=== Text passage ===
Yoga has a way of connecting people through a shared experience that isn't about winning or losing or teamwork or productivity. The magic of yoga happens when practiced in an environment that nurtures curiosity, humor, acceptance, and a sense of belonging.


In "Who Do We Choose To Be? - Facing reality, Claiming leadership, Restoring Sanity", Margaret J. Wheatley says the following.


"Ours is a culture obsessed with the pursuit of happiness. As a consequence of this, we are more lonely, estranged, and lost than at any other time on this planet. The 32,000-year-old cave paintings and Paleolithic sites of paintings, pictographs, and petroglyphs all have handprints on the walls. Handprints, one on top of another, stamped there over tens of thousands of years, images from another time of togetherness.


How do we indicate we're together? Number of followers. Number of likes on a post. Being friended. A long snapchat streak. Nearly at the speed of light, we can tell our popularity. Some are entertained by these counts; others watch them obsessively and manipulate them so that, for a brief moment, they appear as the most popular.


Popularity is not the same as feeling you belong. How sad if there's any confusion about this."

=== Dataset records ===
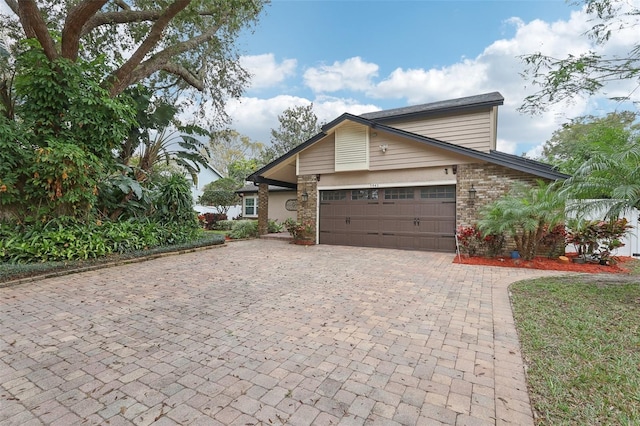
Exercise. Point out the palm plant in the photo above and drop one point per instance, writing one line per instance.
(525, 214)
(607, 181)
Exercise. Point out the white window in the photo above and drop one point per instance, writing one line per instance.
(250, 206)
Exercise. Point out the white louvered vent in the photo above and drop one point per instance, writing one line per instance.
(352, 148)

=== Exercise directions ===
Copy the yoga passage word for word, starting at "Yoga has a way" and ending at "says the following.". The items have nothing to do with the yoga passage.

=== Complete output ===
Yoga has a way of connecting people through a shared experience that isn't about winning or losing or teamwork or productivity. The magic of yoga happens when practiced in an environment that nurtures curiosity, humor, acceptance, and a sense of belonging.


In "Who Do We Choose To Be? - Facing reality, Claiming leadership, Restoring Sanity", Margaret J. Wheatley says the following.